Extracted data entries
○ ○ ○ ○

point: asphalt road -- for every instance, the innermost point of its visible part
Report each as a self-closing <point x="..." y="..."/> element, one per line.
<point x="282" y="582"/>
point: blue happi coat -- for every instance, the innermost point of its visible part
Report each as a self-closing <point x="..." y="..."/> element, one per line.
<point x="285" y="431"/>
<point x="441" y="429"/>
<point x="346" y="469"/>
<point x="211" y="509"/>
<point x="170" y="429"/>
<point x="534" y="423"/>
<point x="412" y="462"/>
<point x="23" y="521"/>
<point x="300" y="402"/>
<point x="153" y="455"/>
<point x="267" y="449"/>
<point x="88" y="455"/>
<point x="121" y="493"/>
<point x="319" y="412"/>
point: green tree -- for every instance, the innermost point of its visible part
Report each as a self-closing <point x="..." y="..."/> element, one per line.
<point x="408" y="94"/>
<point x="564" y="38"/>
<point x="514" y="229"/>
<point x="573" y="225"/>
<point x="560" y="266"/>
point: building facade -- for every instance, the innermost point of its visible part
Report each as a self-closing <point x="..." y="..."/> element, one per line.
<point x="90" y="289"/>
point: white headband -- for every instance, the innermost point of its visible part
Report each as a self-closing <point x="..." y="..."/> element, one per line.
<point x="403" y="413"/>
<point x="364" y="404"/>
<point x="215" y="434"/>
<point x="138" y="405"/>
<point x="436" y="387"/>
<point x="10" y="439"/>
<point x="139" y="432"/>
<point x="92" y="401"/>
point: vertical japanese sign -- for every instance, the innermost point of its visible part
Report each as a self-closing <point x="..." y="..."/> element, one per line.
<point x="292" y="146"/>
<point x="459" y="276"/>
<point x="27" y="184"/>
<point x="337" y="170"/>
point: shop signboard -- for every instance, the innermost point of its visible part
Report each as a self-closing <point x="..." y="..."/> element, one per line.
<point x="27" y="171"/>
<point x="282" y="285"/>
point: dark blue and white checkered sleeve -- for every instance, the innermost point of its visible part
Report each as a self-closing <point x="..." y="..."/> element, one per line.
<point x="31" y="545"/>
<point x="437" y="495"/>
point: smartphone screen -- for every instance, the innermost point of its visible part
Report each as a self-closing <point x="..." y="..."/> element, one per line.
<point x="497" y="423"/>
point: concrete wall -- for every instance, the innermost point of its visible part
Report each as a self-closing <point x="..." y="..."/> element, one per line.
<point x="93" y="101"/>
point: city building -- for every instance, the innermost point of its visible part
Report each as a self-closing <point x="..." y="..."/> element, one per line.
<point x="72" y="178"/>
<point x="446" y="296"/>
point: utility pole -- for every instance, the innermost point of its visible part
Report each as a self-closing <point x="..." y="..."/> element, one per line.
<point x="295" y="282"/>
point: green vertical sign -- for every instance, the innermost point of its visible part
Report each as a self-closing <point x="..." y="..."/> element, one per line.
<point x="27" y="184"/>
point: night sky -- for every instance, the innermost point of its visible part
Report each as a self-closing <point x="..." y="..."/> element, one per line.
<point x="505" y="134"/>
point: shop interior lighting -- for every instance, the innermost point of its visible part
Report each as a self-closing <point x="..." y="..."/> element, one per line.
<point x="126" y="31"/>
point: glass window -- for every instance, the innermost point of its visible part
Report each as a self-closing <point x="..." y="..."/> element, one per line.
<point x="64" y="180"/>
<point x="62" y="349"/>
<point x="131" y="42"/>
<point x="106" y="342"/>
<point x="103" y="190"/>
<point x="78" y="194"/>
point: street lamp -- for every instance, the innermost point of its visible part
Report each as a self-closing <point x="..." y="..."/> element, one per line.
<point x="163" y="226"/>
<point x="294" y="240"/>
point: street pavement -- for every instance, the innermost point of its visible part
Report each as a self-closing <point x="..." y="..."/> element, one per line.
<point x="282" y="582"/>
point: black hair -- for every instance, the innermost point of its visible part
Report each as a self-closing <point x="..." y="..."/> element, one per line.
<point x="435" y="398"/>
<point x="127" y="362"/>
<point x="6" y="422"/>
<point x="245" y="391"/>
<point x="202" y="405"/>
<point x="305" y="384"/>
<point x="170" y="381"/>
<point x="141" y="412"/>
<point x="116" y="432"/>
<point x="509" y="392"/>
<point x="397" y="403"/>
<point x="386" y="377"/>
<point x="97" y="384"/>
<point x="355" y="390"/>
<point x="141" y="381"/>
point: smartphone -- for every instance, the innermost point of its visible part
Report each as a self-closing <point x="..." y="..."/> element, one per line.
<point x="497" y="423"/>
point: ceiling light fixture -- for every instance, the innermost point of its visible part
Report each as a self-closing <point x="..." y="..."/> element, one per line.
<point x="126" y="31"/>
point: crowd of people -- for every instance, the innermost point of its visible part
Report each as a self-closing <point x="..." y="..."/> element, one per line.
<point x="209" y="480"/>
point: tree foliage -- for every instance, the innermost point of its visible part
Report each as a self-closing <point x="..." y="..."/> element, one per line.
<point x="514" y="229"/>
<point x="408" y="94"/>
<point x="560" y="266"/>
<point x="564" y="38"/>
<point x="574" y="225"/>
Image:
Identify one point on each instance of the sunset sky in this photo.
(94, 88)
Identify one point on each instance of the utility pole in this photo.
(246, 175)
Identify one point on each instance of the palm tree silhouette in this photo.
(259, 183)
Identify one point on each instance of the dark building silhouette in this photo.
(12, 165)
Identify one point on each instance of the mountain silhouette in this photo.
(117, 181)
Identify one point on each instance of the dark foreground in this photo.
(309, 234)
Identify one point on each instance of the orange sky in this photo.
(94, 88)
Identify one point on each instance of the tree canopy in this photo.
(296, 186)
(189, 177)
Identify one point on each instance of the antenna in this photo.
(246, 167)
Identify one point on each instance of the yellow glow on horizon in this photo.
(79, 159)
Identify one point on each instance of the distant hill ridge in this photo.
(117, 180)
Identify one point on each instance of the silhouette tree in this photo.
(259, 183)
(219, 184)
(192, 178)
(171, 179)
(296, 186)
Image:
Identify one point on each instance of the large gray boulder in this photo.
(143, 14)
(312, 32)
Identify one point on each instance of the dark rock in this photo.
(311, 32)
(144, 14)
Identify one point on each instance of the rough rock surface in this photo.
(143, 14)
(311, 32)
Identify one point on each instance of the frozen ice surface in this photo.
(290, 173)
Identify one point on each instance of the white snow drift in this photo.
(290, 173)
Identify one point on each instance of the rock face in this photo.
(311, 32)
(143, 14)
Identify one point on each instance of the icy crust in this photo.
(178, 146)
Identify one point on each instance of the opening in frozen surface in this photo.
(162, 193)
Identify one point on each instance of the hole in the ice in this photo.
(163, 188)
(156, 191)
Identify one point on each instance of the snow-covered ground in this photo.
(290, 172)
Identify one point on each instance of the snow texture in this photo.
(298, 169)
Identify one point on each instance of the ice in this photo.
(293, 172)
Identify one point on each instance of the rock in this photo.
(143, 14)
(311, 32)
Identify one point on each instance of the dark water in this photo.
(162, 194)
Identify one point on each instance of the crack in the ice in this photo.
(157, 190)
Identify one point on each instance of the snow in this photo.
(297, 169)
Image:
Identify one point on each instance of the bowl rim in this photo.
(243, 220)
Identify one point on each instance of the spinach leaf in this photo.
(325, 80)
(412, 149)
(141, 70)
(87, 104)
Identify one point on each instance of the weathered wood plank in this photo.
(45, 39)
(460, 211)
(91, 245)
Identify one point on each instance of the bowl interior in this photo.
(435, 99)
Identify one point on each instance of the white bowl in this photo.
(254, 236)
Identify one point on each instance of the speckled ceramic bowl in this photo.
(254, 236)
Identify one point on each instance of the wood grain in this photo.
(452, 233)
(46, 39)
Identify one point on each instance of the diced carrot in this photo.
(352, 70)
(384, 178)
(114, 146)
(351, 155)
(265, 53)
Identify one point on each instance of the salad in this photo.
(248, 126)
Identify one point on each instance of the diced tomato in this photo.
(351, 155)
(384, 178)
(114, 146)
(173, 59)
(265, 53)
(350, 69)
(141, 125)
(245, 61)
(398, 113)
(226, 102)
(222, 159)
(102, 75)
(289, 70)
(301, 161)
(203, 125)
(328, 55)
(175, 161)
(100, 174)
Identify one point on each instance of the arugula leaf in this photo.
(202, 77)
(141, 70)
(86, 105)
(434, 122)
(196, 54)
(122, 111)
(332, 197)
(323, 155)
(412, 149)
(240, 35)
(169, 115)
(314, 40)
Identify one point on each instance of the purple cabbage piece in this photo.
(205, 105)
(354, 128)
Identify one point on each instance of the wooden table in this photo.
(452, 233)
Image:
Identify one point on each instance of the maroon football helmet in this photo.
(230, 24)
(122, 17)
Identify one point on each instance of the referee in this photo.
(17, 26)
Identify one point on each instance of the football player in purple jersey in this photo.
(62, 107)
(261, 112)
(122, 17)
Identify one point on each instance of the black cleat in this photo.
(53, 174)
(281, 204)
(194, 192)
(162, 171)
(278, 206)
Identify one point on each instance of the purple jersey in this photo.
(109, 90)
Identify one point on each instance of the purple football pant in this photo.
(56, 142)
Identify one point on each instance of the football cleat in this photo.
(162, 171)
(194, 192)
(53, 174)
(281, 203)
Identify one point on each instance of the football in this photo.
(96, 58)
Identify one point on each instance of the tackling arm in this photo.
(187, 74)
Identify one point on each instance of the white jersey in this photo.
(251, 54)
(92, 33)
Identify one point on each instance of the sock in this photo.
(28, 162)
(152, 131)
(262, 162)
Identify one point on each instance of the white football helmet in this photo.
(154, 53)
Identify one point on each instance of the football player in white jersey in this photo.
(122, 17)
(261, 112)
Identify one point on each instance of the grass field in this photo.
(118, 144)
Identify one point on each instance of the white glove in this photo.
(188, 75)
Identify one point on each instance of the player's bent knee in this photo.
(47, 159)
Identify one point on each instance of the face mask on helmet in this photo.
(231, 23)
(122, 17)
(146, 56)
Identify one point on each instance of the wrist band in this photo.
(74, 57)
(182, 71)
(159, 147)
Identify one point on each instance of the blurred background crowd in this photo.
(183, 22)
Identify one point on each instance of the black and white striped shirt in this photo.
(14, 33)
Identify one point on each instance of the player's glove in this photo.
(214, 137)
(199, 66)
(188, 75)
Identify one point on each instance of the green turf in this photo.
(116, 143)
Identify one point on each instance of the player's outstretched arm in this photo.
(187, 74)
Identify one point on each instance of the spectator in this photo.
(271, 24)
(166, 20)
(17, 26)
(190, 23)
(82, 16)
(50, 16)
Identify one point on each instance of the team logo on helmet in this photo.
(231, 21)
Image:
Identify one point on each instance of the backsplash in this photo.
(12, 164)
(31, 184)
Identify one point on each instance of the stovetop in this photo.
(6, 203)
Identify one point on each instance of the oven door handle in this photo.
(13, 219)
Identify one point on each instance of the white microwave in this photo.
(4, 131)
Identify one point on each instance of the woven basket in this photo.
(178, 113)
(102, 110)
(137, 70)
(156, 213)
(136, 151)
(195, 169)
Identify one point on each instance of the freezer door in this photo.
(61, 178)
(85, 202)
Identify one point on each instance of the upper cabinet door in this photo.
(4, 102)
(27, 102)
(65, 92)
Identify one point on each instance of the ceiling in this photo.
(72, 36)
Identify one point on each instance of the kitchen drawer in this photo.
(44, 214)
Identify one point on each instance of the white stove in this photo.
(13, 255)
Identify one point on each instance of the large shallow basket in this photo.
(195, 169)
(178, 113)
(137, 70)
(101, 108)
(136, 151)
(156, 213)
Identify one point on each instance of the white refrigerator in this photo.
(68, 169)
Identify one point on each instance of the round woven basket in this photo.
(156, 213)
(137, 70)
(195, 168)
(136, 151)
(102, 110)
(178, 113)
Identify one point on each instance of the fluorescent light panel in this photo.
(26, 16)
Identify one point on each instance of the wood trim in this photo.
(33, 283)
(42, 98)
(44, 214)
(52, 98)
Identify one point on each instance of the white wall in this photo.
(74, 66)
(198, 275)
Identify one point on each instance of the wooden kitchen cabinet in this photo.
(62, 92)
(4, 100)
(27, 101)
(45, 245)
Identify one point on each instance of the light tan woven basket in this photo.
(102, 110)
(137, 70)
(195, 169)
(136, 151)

○ ○ ○ ○

> _TASK REQUIREMENTS_
All lines from the one that contains "Identify one point on each instance of the player's glove" through the end of the material are to be quoted exactly, with both ends included.

> _SOLUTION TO THIS TASK_
Identify one point on each instance of the player's glove in this photo.
(214, 137)
(199, 66)
(188, 75)
Identify one point on each instance of the green turf in this photo.
(116, 143)
Identify one point on each instance of the player's outstretched arm in this photo.
(187, 74)
Identify one point on each instance of the spectator in this photo.
(271, 24)
(166, 20)
(17, 26)
(190, 23)
(82, 16)
(50, 16)
Identify one point on each instance of the team logo on helmet in this photo.
(231, 21)
Image:
Identify one point on each instance of the backsplash in this photo.
(12, 164)
(31, 184)
Identify one point on each instance of the stovetop in this photo.
(6, 203)
Identify one point on each instance of the oven door handle in this photo.
(13, 219)
Identify one point on each instance of the white microwave in this photo.
(4, 131)
Identify one point on each instance of the woven basket in this photo.
(178, 113)
(102, 110)
(137, 70)
(156, 213)
(136, 151)
(195, 169)
Identify one point on each instance of the freezer door in this photo.
(61, 178)
(85, 202)
Identify one point on each instance of the upper cabinet door in this photo.
(4, 102)
(27, 102)
(65, 92)
Identify one point on each instance of the ceiling in this photo.
(72, 36)
Identify one point on each instance of the kitchen drawer in this photo.
(44, 214)
Identify one point on each instance of the white stove in this photo.
(13, 255)
Identify one point on each instance of the large shallow basket in this photo.
(195, 169)
(178, 113)
(137, 70)
(101, 108)
(136, 151)
(156, 213)
Identify one point on each instance of the white refrigerator in this photo.
(68, 169)
Identify one point on each instance of the round woven basket in this photo.
(156, 213)
(137, 70)
(195, 168)
(136, 151)
(102, 110)
(178, 113)
Identify one point on each instance of the fluorescent light panel in this photo.
(26, 16)
Identify one point on each instance of the wood trim in this photo.
(33, 283)
(42, 98)
(44, 214)
(52, 98)
Identify one point on each instance of the white wall in this photo.
(74, 66)
(198, 275)
Identify one point on each instance of the wooden kitchen cabinet in this photo.
(62, 92)
(4, 100)
(27, 101)
(45, 245)
Identify one point on each instance of the light tan woven basket in this photo.
(102, 110)
(137, 70)
(195, 169)
(136, 151)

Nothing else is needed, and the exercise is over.